**PAGE EXCERPT**
***
None of us knew then...
...that the slump was setting in.
And now, the docks are
at a standstill.
Ships are idle.
Thousands are out of work.
My Ben's amongst them.
It's been going on like this
for two years.
Hello, love.
I only saw one ship coming
in this morning.
Well, there were eight.
Tried them all.
Nothing doing.
Just think...
...two whole years, a ship's
engineer without a ship.
It's not going to last forever.
There's a timber boat coming
in tomorrow.
As old as the ark.
Diverted from Glasgow, so there's a chance
others may not have heard about her.
"Benediction", that's her name.
Ben... Benediction.
Ah, but don't you see? That's an omen.
A good omen.
Maybe we'll get married soon.
There's something I've got to say.
You remember when we
first got engaged?
Do you realise how long ago it was?
Of course I do.
All that time I've been out of a job.
It's a rotten bad bargain for you.
- Who says so?
- I'm using up your life.
Holding you, but can't marry you.
If you feel... if you want...
Ben Satterthwaite, what are
you getting at?
What I'm trying to say is this...
Well, I don't and I won't, so there!
I love you, and whatever happens
I'm going to stick to you.
Eee, that Mrs Gibson.
She's at it again.
Oh, well, she's only trying to
liven the place up.
It needs it.
If her husband had any idea the way
she carries on when he's at sea.
***
Entries in a dataset
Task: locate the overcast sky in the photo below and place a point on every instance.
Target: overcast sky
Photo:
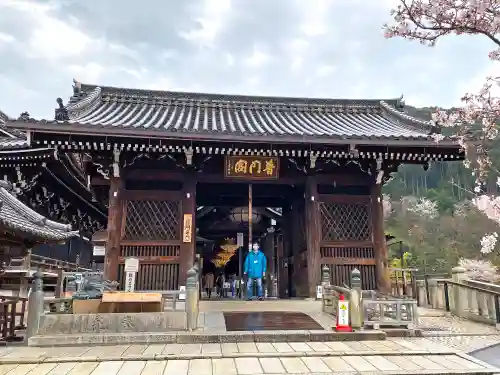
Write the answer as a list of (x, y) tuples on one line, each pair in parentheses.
[(318, 48)]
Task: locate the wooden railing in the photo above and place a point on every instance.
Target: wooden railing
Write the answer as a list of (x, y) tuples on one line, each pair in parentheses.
[(12, 317), (470, 299), (34, 261)]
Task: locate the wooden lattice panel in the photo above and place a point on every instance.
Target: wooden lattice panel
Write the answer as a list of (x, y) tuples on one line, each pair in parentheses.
[(163, 276), (149, 251), (152, 220), (345, 221), (347, 252), (340, 275)]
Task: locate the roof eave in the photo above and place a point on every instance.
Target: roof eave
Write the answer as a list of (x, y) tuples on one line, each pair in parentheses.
[(85, 129)]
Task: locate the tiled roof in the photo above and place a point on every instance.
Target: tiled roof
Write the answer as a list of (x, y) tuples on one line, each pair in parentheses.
[(10, 138), (18, 217), (172, 112)]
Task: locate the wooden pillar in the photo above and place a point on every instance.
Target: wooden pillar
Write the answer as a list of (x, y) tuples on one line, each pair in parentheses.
[(285, 251), (115, 210), (313, 235), (188, 245), (379, 244)]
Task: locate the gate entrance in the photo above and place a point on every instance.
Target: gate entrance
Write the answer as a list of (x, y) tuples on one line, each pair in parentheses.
[(223, 217)]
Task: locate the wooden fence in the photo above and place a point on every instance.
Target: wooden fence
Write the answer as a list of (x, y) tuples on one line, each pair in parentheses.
[(12, 317)]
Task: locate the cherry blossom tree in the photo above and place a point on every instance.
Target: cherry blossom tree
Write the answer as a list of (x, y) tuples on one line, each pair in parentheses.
[(476, 122), (481, 270)]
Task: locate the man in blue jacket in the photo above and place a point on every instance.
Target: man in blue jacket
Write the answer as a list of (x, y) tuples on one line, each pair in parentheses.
[(255, 268)]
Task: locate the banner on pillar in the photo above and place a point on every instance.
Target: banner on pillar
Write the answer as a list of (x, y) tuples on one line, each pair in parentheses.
[(187, 229), (239, 239)]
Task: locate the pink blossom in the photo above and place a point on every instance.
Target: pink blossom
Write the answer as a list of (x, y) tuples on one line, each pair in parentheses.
[(481, 270), (426, 21)]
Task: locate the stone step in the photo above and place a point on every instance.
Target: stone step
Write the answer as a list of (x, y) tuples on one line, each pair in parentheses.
[(261, 365), (202, 337)]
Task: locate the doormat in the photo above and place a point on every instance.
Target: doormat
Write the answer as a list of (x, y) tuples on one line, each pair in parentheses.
[(269, 321)]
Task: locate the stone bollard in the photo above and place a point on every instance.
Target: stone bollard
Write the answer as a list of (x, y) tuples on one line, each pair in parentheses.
[(356, 300), (459, 294), (421, 293), (433, 293), (192, 300), (35, 305)]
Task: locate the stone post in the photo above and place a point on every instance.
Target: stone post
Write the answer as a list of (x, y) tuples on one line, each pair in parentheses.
[(459, 294), (35, 305), (421, 293), (325, 275), (433, 293), (356, 303), (192, 300)]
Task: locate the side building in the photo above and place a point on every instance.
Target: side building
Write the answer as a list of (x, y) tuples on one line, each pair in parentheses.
[(55, 187), (314, 167)]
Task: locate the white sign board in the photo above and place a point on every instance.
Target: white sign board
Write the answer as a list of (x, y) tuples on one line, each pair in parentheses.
[(239, 239), (319, 292), (182, 294), (131, 265), (130, 281), (343, 313), (99, 251)]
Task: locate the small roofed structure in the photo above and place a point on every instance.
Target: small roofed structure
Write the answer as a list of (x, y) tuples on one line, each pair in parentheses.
[(21, 226)]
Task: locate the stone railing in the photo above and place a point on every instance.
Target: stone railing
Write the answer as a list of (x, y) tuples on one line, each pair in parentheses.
[(474, 300), (55, 316), (367, 308)]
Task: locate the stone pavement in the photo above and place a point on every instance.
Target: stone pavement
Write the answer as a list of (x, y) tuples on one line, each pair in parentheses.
[(392, 356)]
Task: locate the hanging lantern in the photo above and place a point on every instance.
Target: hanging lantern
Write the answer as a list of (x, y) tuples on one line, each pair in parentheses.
[(240, 215)]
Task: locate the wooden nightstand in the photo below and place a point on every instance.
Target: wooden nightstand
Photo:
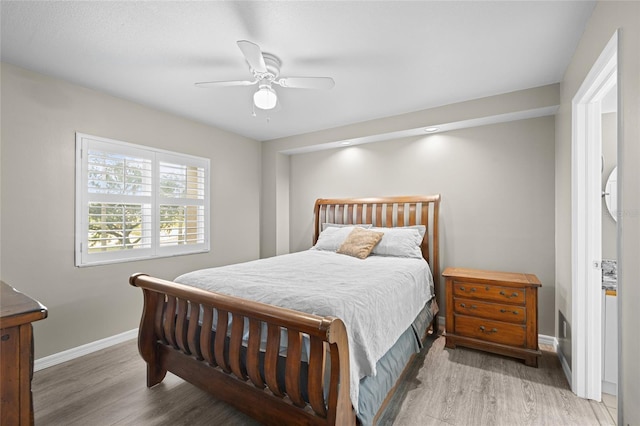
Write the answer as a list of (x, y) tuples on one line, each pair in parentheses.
[(493, 311), (17, 312)]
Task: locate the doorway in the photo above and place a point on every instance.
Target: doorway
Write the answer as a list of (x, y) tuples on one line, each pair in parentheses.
[(586, 228)]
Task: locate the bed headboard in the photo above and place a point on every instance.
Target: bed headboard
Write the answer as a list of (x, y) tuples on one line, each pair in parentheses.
[(386, 212)]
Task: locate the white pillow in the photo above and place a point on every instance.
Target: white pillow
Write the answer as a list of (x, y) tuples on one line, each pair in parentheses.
[(339, 225), (399, 242), (332, 238)]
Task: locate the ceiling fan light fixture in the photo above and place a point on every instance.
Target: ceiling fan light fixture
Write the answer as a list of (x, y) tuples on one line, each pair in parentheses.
[(265, 97)]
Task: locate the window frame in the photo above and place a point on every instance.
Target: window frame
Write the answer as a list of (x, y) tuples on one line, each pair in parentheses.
[(83, 197)]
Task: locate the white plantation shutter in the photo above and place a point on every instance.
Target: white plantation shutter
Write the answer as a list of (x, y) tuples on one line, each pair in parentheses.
[(135, 202)]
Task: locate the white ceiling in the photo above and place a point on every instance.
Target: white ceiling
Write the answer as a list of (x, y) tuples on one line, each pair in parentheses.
[(386, 57)]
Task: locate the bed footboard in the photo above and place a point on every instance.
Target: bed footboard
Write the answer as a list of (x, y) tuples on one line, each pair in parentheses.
[(240, 365)]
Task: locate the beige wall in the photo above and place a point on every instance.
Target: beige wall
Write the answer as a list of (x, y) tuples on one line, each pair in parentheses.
[(607, 17), (496, 183), (40, 116), (539, 101)]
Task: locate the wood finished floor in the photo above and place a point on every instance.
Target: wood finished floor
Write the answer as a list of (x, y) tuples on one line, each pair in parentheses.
[(442, 387)]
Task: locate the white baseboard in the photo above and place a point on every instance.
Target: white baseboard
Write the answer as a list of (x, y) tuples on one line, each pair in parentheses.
[(548, 340), (73, 353)]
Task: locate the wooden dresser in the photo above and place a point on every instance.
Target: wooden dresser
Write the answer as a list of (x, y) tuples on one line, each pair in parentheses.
[(17, 312), (493, 311)]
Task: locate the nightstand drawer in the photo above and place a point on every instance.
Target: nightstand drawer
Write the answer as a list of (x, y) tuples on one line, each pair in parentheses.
[(496, 311), (489, 292), (491, 331)]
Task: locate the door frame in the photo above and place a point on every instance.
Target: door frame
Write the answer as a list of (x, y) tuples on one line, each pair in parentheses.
[(586, 224)]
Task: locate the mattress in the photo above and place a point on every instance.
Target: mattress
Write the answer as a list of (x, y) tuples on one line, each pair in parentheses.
[(378, 298)]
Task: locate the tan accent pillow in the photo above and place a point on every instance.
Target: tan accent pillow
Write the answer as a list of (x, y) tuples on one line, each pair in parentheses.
[(360, 242)]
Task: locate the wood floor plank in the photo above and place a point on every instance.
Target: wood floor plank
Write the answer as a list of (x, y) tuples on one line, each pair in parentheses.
[(442, 387)]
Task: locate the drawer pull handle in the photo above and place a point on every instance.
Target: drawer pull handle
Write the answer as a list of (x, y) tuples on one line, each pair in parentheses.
[(514, 294)]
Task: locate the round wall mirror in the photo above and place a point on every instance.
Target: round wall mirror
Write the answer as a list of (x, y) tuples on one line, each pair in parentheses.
[(611, 194)]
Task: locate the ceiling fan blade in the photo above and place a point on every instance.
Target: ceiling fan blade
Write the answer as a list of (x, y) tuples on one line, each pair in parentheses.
[(253, 55), (207, 84), (306, 82)]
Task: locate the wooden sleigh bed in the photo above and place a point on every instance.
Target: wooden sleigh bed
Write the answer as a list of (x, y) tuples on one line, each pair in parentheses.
[(232, 347)]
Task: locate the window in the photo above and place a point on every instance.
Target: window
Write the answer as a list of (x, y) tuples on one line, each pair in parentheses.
[(135, 202)]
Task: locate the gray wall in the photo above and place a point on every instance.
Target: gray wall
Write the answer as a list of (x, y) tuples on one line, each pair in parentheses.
[(610, 160), (40, 116), (496, 182), (607, 17)]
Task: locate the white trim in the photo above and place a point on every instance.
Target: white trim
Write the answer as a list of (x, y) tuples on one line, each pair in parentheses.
[(586, 225), (73, 353), (548, 340)]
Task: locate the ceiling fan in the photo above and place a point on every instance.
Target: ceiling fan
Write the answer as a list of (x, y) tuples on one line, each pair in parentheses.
[(265, 68)]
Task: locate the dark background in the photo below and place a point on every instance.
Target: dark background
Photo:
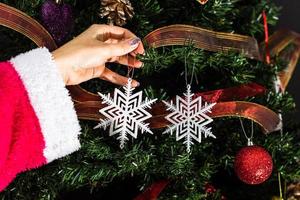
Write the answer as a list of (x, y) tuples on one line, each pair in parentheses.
[(290, 19)]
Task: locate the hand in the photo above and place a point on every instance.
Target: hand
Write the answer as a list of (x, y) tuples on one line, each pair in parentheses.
[(85, 56)]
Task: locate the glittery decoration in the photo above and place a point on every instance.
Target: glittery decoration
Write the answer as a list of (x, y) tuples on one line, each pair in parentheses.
[(253, 165), (57, 19), (118, 12)]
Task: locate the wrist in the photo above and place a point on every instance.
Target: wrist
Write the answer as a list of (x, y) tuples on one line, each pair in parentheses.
[(60, 65)]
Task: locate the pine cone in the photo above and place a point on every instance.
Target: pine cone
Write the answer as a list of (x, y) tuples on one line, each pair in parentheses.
[(117, 11)]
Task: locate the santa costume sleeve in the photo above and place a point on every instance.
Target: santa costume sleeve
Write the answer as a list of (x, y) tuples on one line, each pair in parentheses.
[(38, 123)]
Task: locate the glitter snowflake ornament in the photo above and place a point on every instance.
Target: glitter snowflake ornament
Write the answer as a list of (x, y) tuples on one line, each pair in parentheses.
[(189, 118), (125, 113)]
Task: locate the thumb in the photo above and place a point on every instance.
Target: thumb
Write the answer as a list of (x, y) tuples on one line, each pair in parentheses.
[(123, 47)]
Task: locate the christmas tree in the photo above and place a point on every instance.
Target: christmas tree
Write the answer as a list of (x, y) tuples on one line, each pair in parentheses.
[(102, 170)]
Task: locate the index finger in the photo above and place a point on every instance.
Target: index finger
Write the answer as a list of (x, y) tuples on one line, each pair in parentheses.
[(116, 32)]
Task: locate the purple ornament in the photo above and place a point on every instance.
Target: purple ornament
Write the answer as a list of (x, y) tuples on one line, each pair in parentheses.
[(58, 19)]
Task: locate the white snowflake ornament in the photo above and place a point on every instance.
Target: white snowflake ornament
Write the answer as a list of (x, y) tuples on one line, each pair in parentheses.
[(189, 118), (125, 113)]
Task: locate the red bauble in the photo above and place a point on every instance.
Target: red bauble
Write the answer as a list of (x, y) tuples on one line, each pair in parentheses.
[(253, 165)]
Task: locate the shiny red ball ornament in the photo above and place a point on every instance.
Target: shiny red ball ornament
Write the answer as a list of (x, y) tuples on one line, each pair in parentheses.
[(253, 165)]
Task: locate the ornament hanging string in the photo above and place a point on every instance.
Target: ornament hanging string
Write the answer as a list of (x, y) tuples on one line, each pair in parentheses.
[(186, 73), (249, 139), (266, 30)]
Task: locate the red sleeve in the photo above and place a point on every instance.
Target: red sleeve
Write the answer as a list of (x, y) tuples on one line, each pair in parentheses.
[(38, 122)]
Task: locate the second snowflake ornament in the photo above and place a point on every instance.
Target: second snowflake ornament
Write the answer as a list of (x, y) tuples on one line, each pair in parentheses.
[(125, 113), (189, 118)]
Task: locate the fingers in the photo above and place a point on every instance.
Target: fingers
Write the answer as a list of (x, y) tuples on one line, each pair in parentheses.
[(121, 48), (129, 41), (117, 78), (129, 61)]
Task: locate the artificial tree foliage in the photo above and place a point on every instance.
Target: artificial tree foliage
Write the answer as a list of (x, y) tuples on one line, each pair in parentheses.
[(101, 170)]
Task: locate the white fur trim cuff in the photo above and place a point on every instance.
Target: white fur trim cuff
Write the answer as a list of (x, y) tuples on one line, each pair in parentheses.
[(51, 102)]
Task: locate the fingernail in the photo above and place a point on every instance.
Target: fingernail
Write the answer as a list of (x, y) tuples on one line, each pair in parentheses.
[(134, 41)]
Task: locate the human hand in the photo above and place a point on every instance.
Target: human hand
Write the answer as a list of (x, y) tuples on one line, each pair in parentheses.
[(84, 57)]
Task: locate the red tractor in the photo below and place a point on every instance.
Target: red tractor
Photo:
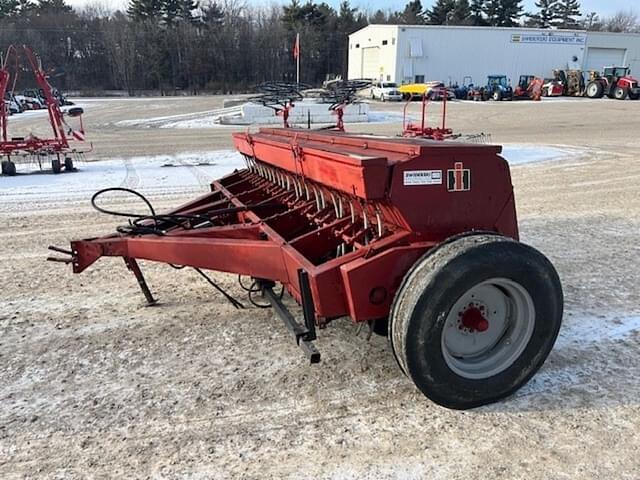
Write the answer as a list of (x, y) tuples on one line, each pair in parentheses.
[(615, 82)]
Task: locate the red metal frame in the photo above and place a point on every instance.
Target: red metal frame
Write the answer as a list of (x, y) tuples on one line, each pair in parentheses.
[(423, 130), (59, 144), (344, 208)]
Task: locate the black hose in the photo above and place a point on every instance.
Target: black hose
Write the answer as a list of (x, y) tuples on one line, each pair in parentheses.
[(136, 228)]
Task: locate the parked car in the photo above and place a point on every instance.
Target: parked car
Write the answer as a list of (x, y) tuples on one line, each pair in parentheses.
[(416, 90), (438, 92), (384, 91), (462, 91)]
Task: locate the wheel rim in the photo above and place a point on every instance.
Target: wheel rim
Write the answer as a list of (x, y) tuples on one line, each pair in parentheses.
[(488, 328)]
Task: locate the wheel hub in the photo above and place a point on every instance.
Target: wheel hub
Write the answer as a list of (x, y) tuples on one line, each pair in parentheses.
[(473, 318), (487, 328)]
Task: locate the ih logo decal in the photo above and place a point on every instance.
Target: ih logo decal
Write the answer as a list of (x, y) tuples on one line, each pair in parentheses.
[(458, 179)]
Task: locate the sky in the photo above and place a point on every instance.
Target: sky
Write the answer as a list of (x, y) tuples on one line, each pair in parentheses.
[(602, 7)]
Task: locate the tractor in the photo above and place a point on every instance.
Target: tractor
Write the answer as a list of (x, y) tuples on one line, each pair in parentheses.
[(497, 88), (615, 82), (523, 89)]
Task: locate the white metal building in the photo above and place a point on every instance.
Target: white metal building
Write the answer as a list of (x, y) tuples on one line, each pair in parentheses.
[(417, 53)]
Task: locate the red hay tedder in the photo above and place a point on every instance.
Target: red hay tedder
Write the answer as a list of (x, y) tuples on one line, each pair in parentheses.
[(31, 148), (417, 237)]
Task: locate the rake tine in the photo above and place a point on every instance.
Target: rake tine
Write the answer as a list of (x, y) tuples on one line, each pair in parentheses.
[(60, 250), (59, 260)]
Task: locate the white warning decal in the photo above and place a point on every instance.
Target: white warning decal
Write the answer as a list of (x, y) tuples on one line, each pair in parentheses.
[(423, 177)]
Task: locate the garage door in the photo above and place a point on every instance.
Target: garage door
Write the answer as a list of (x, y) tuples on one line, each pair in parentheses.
[(371, 62), (598, 58)]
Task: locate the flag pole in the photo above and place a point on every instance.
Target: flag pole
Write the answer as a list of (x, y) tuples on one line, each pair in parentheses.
[(298, 59)]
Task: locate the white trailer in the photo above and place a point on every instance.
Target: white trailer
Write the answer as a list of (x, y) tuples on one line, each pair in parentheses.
[(418, 53)]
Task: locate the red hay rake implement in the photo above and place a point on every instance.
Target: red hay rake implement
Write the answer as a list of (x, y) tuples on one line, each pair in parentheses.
[(33, 149), (417, 237)]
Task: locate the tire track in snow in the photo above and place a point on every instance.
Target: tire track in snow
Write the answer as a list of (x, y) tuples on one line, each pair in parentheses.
[(132, 179)]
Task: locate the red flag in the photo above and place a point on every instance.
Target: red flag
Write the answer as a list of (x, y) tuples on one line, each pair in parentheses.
[(296, 47)]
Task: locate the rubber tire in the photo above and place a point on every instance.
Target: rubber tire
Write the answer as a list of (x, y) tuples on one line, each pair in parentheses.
[(620, 93), (431, 288), (597, 93), (380, 326)]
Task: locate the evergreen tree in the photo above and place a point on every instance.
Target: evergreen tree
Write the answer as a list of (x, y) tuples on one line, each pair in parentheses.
[(441, 13), (592, 22), (413, 13), (174, 11), (212, 14), (462, 13), (141, 10), (503, 13), (26, 6), (547, 14), (476, 10), (568, 13), (52, 6), (378, 18)]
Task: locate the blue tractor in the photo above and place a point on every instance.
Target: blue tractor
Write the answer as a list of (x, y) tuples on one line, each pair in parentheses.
[(498, 88)]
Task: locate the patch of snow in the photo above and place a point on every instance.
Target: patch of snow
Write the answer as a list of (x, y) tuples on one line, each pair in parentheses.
[(518, 154), (588, 329), (151, 174)]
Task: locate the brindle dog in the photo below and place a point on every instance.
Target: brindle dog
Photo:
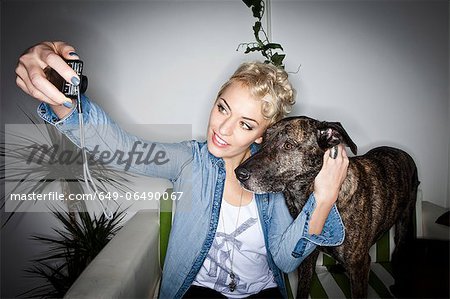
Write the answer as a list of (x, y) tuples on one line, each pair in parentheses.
[(379, 190)]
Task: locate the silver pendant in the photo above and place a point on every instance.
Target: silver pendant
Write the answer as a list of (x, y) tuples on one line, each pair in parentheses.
[(232, 284)]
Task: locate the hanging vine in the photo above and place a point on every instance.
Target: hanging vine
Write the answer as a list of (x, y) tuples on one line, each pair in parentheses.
[(262, 44)]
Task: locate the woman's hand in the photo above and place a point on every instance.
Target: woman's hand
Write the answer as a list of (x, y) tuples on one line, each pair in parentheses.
[(32, 80), (330, 178), (327, 185)]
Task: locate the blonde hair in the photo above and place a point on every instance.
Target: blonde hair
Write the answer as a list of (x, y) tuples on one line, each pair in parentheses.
[(267, 83)]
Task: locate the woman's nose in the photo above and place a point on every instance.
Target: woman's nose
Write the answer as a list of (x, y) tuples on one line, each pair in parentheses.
[(226, 128)]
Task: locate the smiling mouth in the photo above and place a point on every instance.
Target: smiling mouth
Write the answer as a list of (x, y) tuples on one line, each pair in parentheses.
[(219, 141)]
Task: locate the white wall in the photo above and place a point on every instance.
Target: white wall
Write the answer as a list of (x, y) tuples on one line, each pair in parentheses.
[(379, 67)]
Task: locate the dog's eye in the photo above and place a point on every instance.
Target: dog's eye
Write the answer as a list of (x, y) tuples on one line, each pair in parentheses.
[(288, 145)]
***
**DIRECTIONS**
#1 In the docks excerpt, what is the name of the timber boat coming in tomorrow?
#2 Quote word for word the entries starting at the line that contains "Task: locate the rake" and ending at the line that contains "[(620, 93), (431, 288), (597, 93), (380, 326)]".

**FULL SOLUTIONS**
#1 Benediction

#2
Task: locate the rake tine in the photo above and place a point on every instance.
Target: rake tine
Write the answer as a list of (x, y) tuples on one line, each pair in parentheses.
[(60, 250), (59, 260)]
Task: locate the white warning decal in the photo above and place a point on every instance.
Target: white warning decal
Write the answer as a list of (x, y) tuples on one line, each pair in parentheses.
[(423, 177)]
Task: locate the garage door in the photo above and place a point on every instance.
Target: garage door
Write the answer as a list of (x, y) tuples on one line, each pair in parentheses.
[(371, 62), (598, 58)]
Task: locate the flag pole in the photo above and place a point on every instance.
Target: flag pole
Write the answer as a list of (x, y) tuples on one line, each pair in parentheses.
[(298, 59)]
Task: locate the white trailer in the photo above and place a point on every instance.
Target: white trailer
Write the answer as a list of (x, y) tuples on one line, each pair in parentheses.
[(418, 53)]
Task: locate the red hay rake implement in the photo above and place a point on every instance.
Target: red hay rake implement
Write the answer as a list of (x, y) tuples on one line, each pair in parentheses.
[(33, 149), (417, 237)]
Task: locate the tire track in snow in the photo above and place a point on every instance.
Target: tire track in snow
Write the answer as a list of (x, y) tuples on one line, each pair in parentheses.
[(132, 179)]
Task: locate the red flag in the photo above and place a point on every instance.
Target: red flag
Write the answer as a list of (x, y) tuples on one line, each pair in parentheses.
[(296, 47)]
Task: locate the rubber tire in the photo above and place a point on every instance.
Target: rubber tire
Write the answer as a list of (x, y) tuples on one line, each pair in parentheses.
[(620, 93), (431, 288), (597, 93), (380, 326)]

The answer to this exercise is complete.